# Schleie blau: wie zerteilen?



## Wertachfischer_KF (17. Juni 2021)

Hallo zusammen,

möchte zum ersten Mal Schleie blau ausprobieren. In sämtlichen Rezepten heißt es, mal soll den Fisch im Ganzen in einen Topf legen. Leider habe ich keinen Topf der für meine Schleie groß genug ist. Kann ich nicht einfach Kopf und Schwanzflosse abtrennen und nur den Rumpf ins Wasser legen? Oder spielt es beim Kochen eine Rolle, ob der Fisch vorne und hinten ganz, also geschlossen, ist?


----------



## MikeHawk (17. Juni 2021)

Spielt keine Rolle. Kannst auch 2 Filets nehmen.


----------



## Wertachfischer_KF (17. Juni 2021)

Super, dachte ich mir fast schon. Und wenn ich schon am Fragen bin: lässt sich das Rezept auch machen, wenn der Fisch vorher gefroren war? Habe gelesen, dass man besonders frische Fische verwenden soll, bei denen die Schleimschicht noch intakt ist.


----------



## oberfranke (17. Juni 2021)

Geht auch mit schon mal gefrorenen Fisch 
Sie wird halt nicht so schön blau 
Wie klein ist den dein Topf bzw wie gross ist die Schleie dass sie nicht reinpasst, 
Ich binde ne Schleie genauso wie ne Forelle also Kopf und Schwanz zusammen


----------



## Wertachfischer_KF (17. Juni 2021)

DATENZEILEN>
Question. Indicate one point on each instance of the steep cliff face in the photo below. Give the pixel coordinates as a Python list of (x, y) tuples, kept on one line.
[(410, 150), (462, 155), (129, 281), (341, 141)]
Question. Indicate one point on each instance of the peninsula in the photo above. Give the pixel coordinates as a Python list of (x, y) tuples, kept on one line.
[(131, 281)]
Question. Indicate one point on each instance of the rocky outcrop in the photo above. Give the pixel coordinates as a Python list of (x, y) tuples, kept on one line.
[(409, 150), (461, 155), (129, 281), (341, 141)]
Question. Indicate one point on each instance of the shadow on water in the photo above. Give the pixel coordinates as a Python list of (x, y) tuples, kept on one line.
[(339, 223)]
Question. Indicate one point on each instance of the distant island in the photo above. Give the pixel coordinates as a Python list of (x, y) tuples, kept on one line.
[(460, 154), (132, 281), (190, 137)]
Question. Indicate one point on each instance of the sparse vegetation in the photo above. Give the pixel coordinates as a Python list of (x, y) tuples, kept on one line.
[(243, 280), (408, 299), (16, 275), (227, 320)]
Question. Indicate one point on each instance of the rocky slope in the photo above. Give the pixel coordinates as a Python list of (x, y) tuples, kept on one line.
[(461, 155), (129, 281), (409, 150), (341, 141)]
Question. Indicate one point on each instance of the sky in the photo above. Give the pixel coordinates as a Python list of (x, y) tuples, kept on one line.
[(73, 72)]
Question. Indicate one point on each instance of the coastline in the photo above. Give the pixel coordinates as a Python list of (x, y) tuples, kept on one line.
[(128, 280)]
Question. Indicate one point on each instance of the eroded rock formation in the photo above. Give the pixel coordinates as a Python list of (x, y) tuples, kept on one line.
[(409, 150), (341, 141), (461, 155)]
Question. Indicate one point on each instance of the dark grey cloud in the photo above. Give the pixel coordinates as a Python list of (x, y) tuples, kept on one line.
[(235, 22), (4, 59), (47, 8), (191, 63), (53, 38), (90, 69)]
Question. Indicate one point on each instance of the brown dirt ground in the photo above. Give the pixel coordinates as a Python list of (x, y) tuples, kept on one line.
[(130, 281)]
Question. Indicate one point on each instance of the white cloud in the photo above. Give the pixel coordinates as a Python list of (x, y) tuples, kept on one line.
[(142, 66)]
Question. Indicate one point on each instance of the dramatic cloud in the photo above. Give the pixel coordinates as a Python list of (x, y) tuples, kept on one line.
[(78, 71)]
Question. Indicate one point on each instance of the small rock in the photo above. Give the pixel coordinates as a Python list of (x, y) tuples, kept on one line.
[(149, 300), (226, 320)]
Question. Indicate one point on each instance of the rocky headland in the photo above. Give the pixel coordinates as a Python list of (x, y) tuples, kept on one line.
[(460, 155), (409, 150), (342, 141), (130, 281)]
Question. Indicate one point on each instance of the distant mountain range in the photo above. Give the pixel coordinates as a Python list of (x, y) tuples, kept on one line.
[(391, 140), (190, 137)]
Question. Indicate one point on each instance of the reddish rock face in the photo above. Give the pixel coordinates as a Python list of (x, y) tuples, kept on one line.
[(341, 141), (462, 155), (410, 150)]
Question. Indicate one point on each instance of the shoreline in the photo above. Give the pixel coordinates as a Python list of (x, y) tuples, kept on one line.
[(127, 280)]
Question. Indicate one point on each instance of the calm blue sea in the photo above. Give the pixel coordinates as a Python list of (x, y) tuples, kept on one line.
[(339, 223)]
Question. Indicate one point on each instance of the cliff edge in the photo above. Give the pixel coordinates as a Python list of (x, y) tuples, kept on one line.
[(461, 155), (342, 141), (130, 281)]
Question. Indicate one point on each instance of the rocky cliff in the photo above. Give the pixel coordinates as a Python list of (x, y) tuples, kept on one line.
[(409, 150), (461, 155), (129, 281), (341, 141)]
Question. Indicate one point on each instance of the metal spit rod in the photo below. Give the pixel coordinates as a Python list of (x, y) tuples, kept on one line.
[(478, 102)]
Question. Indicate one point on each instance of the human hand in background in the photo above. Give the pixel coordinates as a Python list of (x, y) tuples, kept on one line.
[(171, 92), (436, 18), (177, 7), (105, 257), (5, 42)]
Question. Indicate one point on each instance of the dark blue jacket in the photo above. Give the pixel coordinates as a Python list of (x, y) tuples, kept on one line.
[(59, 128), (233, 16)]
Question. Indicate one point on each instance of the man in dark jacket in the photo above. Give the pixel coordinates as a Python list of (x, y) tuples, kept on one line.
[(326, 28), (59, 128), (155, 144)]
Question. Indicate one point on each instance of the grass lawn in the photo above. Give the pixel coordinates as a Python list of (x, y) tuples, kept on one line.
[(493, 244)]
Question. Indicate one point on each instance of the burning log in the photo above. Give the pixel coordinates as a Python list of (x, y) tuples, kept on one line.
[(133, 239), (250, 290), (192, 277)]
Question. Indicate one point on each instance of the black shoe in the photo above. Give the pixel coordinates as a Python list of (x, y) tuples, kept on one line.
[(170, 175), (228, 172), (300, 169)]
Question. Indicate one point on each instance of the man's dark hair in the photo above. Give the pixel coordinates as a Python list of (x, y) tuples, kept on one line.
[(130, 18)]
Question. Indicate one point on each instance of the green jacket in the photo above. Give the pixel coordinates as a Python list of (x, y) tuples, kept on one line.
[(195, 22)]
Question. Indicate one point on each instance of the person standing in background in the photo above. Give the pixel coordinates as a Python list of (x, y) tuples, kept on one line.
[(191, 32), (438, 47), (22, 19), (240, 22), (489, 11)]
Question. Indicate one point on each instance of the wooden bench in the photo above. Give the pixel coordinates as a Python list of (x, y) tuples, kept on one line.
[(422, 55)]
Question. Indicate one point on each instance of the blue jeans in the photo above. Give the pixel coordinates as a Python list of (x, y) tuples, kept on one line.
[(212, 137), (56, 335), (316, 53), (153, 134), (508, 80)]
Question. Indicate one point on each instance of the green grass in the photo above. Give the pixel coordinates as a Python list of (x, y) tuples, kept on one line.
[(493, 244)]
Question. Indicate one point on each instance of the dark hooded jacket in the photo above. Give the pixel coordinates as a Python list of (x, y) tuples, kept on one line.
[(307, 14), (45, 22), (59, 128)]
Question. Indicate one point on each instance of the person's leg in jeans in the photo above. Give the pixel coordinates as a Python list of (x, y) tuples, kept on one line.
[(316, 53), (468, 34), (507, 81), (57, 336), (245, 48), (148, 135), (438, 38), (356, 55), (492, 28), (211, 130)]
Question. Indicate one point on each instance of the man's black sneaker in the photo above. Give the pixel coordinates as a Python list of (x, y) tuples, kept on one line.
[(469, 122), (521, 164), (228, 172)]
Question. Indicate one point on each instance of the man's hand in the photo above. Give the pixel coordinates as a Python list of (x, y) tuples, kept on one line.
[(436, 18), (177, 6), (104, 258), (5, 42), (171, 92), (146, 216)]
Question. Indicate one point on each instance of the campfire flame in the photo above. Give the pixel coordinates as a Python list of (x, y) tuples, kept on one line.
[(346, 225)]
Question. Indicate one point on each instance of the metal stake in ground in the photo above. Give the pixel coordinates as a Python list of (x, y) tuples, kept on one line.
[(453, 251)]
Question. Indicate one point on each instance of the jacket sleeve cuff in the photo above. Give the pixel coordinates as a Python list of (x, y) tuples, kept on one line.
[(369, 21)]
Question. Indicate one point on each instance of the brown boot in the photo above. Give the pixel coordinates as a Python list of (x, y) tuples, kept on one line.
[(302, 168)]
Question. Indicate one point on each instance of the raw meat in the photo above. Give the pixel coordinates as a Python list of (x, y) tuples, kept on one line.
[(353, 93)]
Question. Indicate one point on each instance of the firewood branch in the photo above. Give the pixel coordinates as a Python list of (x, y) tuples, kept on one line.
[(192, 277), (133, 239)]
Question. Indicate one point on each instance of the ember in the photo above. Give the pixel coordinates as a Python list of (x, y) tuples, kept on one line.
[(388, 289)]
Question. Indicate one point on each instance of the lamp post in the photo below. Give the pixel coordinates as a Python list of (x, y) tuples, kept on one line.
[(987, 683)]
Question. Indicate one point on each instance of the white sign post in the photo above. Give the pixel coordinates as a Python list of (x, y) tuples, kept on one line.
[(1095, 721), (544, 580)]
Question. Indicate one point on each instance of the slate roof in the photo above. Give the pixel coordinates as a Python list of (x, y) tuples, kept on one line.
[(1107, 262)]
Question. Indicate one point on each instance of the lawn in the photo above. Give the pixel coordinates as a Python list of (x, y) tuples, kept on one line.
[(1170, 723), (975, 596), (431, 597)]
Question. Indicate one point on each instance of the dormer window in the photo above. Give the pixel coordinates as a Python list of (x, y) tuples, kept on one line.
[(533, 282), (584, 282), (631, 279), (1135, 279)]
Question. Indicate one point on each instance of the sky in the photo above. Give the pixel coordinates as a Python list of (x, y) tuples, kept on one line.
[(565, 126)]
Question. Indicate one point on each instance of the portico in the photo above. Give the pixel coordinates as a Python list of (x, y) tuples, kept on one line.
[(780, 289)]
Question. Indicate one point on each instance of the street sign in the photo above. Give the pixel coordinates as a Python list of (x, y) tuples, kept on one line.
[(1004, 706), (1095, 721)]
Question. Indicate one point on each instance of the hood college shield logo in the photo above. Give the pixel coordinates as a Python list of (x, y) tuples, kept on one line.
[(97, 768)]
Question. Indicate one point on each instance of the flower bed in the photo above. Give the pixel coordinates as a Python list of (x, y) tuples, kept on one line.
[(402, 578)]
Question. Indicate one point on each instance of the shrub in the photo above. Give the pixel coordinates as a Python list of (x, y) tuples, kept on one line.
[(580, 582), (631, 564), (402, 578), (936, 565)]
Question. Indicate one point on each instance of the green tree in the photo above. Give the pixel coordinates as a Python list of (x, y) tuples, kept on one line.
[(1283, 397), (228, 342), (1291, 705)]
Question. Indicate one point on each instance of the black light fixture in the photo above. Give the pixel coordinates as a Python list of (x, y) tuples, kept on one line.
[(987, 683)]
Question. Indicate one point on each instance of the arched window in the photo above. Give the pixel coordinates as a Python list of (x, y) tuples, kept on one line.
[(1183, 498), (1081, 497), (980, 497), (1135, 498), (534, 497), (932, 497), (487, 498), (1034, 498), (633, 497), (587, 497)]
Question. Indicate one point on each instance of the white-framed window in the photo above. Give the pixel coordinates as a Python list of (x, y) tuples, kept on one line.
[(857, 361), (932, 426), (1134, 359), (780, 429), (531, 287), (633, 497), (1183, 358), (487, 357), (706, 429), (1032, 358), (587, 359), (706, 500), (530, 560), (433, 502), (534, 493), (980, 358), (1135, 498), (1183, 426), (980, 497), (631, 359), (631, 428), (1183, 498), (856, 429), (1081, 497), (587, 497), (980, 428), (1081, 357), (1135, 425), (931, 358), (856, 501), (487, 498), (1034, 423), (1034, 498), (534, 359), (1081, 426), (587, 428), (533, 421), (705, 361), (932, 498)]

AUFGABENSTELLUNG>
Gib aus dem zitierten Text die Stelle von „# Schleie blau: wie“ bis einschließlich „also geschlossen, ist?“ wortgetreu aus. Die Zeilen sind eigenständiges Material und gehören nicht zum zitierten Text.

ANTWORT>
# Schleie blau: wie zerteilen?



## Wertachfischer_KF (17. Juni 2021)

Hallo zusammen,

möchte zum ersten Mal Schleie blau ausprobieren. In sämtlichen Rezepten heißt es, mal soll den Fisch im Ganzen in einen Topf legen. Leider habe ich keinen Topf der für meine Schleie groß genug ist. Kann ich nicht einfach Kopf und Schwanzflosse abtrennen und nur den Rumpf ins Wasser legen? Oder spielt es beim Kochen eine Rolle, ob der Fisch vorne und hinten ganz, also geschlossen, ist?